*** TEXT SHOWN

Elizabeth Grant, or Ribbleton, regularly returns to the Chorley hospice to remember her sister Melanie through the Forget Me Not service and the chapel which is always open.

The 22-year-old has been a fund-raising ambassador for a few years through her previous role of Miss Preston and Miss England.

Her sister, Melanie was cared for at the hospice when she was diagnosed with a brain tumour. She died in 2001, aged 12.

Elizabeth Grant says: “Derian House sends out an invitation for the Forget Me Not service which has a personalised message and note saying it is here to celebrate and remember the lives of the people we have lost.

A message for Melanie Grant at Derian House's Forget Me Not tree

“It has a theme every year, for example little love hearts or butterflies, and we can write personal messages. When we turn up, we can put the messages on the tree.

“The day is not sad. The service is very heartwarming and touching. A candle is lit and passed around halfway through the ceremony. A lot of time must be spent picking out songs and poems as they are always so lovely and mean so much to us.

“It is a time to reflect. It is a healthy environment where we can all celebrate the lives of our loved ones and remember them.

“Even though we don’t speak about our experiences, we know what everyone going through. Whether someone has lost their child seven months ago or 15 years ago, we are all the same. We know we are not alone.

Elizabeth Grant at the memory tree at Derian House

“As a family, we like to bring Melanie to everything we do, whether it be talking about her at the dinner table or going to her grave. So we go to the Forget Me Not service as it is nice to remember the last part of her life. It is nice to see the members of staff who cared for her. I was only six when Melanie passed away so it was a few years later did I realise what was going on.

“My mum, Catherine, and I go every year. My older brother, Christopher, 34, has only just started coming. My dad and brother prefer to celebrate Melanie in their own way. At first it was very overwhelming for mum but she found comfort from other people. We are happy when we go. We all feel the love being shared around the room. It is such a lovely service.”

As a fund-raising ambassador, Elizabeth visits Derian House on numerous occasions each year, making sure she stops by at the chapel.

She adds: “I always make sure I go to the chapel. As you turn to leave the chapel, Melanie’s photo is on the left. It is also nice to see the children who were there with Melanie. All these children have individual stories and it is important to remember them all.”

Derian House 25th anniversary logo

Elizabeth adds she finds comfort in visiting Derian House, where her sister spent her last days. She says: “All the members of staff are amazing - from the workers you see to those in the back office. They all have a strong role and make all families feel special.”

******

__WORK TO BE COMPLETED__.
According to the text about the Derian House Forget Me Not service, what happens halfway through the ceremony? The items after this text are unrelated to it.

*** MATERIAL SHOWN

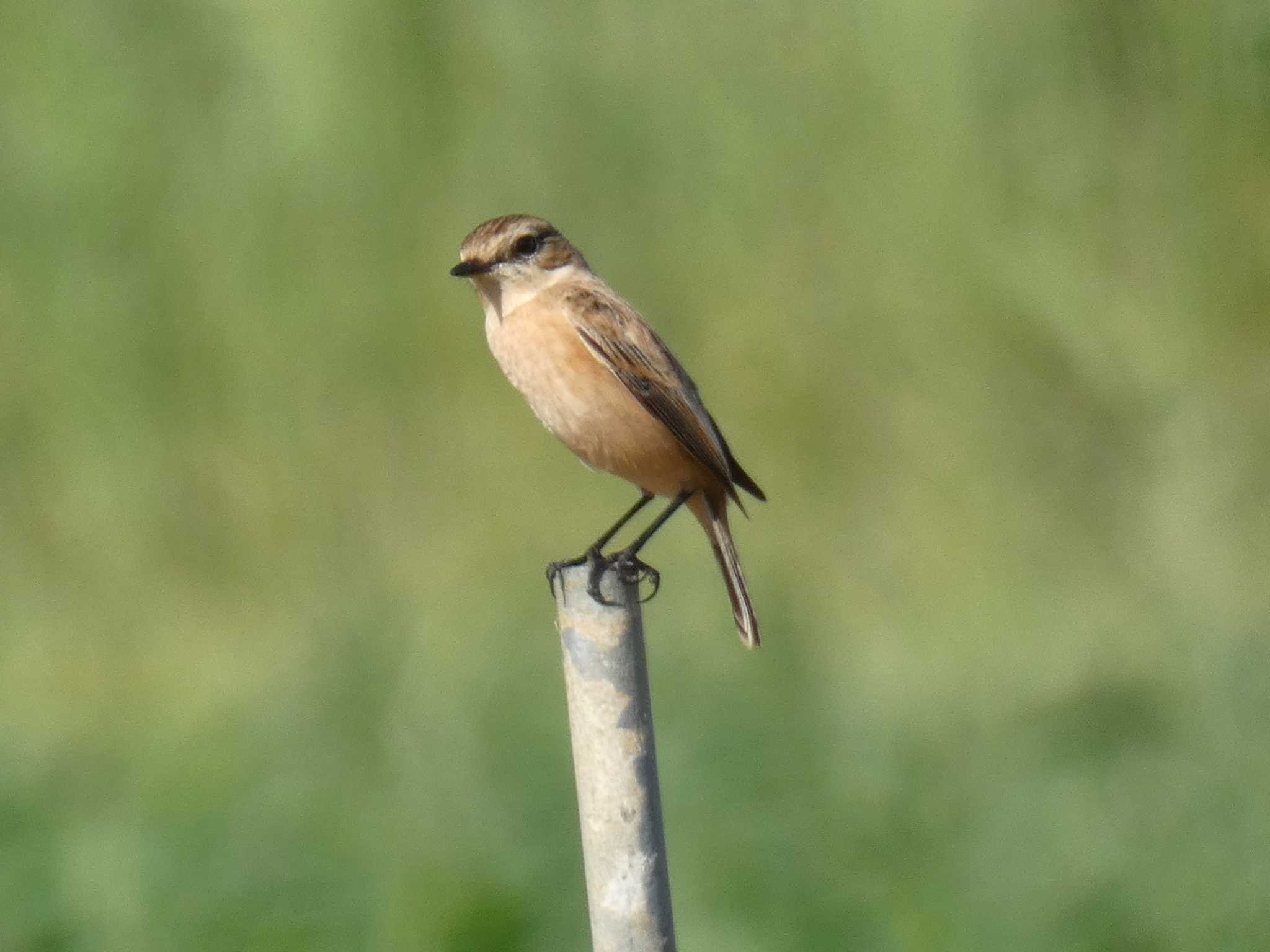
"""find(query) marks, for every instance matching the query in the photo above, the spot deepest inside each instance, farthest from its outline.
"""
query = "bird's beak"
(465, 270)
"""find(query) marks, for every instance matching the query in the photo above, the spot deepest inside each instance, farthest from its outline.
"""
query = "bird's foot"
(633, 571)
(629, 569)
(592, 558)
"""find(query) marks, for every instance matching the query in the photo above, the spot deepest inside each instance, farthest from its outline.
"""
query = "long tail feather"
(714, 519)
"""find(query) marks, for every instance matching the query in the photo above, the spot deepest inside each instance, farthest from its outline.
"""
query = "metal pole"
(615, 764)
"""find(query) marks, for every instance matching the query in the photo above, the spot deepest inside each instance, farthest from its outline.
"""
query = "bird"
(606, 385)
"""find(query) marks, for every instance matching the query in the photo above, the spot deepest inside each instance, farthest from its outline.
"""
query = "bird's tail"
(713, 516)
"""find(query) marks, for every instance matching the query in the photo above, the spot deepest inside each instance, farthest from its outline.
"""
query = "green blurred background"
(980, 294)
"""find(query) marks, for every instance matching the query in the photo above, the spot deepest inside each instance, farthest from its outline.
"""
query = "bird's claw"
(629, 569)
(633, 571)
(591, 558)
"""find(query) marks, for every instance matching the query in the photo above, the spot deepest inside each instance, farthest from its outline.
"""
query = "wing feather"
(633, 352)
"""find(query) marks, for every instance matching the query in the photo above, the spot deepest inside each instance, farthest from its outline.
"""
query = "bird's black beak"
(465, 270)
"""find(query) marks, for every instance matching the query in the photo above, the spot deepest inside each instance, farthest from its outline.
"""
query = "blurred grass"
(981, 298)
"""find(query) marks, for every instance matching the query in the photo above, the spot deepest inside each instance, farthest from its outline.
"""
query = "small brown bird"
(601, 380)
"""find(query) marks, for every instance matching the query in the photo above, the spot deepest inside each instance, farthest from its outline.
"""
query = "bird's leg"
(592, 557)
(631, 569)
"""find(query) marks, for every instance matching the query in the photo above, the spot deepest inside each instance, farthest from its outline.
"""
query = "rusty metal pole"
(615, 764)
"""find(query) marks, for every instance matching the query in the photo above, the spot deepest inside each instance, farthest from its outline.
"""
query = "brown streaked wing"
(624, 343)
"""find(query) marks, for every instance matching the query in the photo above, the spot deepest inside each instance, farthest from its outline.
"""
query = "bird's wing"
(628, 347)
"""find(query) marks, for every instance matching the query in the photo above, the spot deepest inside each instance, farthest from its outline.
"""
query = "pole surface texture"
(615, 764)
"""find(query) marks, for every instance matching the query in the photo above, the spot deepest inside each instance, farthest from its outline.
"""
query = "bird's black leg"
(592, 557)
(629, 566)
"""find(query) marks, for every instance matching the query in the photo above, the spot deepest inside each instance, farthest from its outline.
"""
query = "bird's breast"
(582, 403)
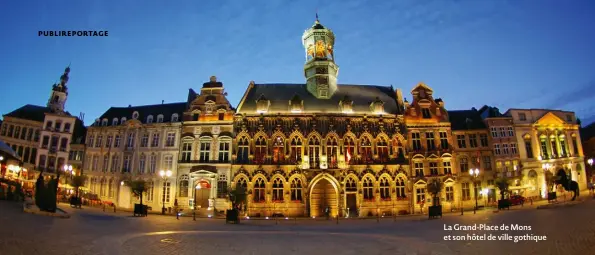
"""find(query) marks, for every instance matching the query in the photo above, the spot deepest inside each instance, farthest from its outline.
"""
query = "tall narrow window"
(278, 150)
(463, 165)
(446, 167)
(115, 164)
(170, 140)
(331, 152)
(152, 164)
(400, 188)
(259, 191)
(420, 195)
(434, 168)
(127, 164)
(382, 147)
(243, 145)
(166, 192)
(141, 163)
(186, 151)
(295, 150)
(224, 151)
(461, 141)
(419, 169)
(260, 149)
(384, 188)
(144, 141)
(296, 190)
(368, 189)
(472, 140)
(205, 151)
(314, 151)
(277, 190)
(416, 139)
(349, 147)
(155, 140)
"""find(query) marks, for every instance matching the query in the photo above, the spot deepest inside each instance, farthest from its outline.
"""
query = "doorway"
(351, 204)
(323, 196)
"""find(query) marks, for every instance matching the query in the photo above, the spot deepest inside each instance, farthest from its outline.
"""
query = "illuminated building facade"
(308, 149)
(550, 144)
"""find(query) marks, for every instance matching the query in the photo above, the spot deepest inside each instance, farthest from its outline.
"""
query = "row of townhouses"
(299, 149)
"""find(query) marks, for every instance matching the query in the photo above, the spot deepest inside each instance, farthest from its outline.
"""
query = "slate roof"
(280, 95)
(466, 120)
(588, 132)
(31, 112)
(143, 111)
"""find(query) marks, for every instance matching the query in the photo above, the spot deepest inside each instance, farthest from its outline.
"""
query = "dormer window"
(262, 104)
(346, 105)
(425, 113)
(377, 106)
(296, 104)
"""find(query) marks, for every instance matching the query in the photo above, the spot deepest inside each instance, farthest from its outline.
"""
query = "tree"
(502, 184)
(76, 182)
(238, 196)
(434, 188)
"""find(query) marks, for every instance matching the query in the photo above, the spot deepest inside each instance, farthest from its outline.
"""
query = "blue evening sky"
(506, 53)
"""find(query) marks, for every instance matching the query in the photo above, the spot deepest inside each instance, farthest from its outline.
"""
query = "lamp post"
(164, 174)
(474, 172)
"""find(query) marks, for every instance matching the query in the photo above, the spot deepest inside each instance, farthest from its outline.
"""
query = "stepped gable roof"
(167, 110)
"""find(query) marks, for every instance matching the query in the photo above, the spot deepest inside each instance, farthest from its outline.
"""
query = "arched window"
(400, 188)
(296, 189)
(278, 190)
(184, 188)
(295, 150)
(349, 147)
(384, 188)
(259, 191)
(278, 150)
(260, 150)
(368, 188)
(366, 150)
(314, 151)
(350, 185)
(243, 145)
(382, 147)
(331, 152)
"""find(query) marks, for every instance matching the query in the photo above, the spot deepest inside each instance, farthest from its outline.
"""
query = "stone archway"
(324, 193)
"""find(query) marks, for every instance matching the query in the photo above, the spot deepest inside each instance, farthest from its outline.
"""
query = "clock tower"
(320, 68)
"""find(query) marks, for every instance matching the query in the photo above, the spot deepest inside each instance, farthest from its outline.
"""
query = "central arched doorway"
(202, 192)
(323, 195)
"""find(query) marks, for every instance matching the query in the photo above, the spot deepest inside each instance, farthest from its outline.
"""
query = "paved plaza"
(569, 230)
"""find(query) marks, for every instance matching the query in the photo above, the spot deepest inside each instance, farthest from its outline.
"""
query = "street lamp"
(164, 174)
(474, 172)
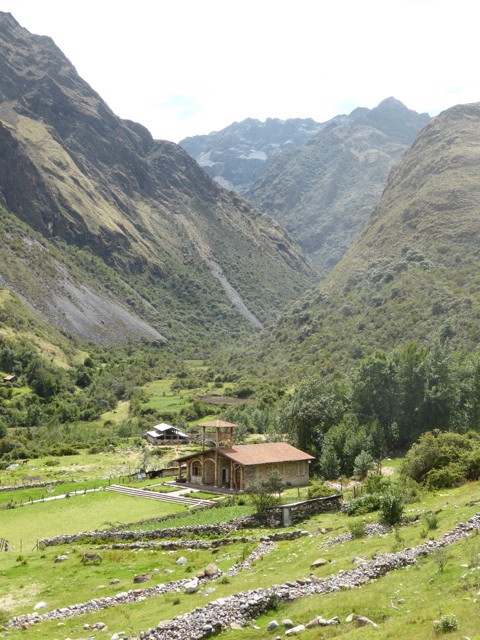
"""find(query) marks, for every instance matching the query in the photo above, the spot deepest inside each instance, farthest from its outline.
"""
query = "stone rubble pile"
(240, 608)
(237, 610)
(371, 530)
(222, 529)
(137, 595)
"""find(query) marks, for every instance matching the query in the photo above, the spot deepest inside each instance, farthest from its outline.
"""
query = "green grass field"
(404, 604)
(25, 525)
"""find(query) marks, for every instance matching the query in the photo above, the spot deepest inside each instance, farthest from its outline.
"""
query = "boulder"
(61, 558)
(295, 630)
(192, 585)
(211, 570)
(320, 562)
(362, 621)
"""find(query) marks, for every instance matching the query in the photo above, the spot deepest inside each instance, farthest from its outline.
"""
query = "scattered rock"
(362, 621)
(211, 570)
(192, 585)
(61, 558)
(295, 630)
(320, 562)
(318, 621)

******

__RESPONSE BELOW__.
A candle is lit and passed around.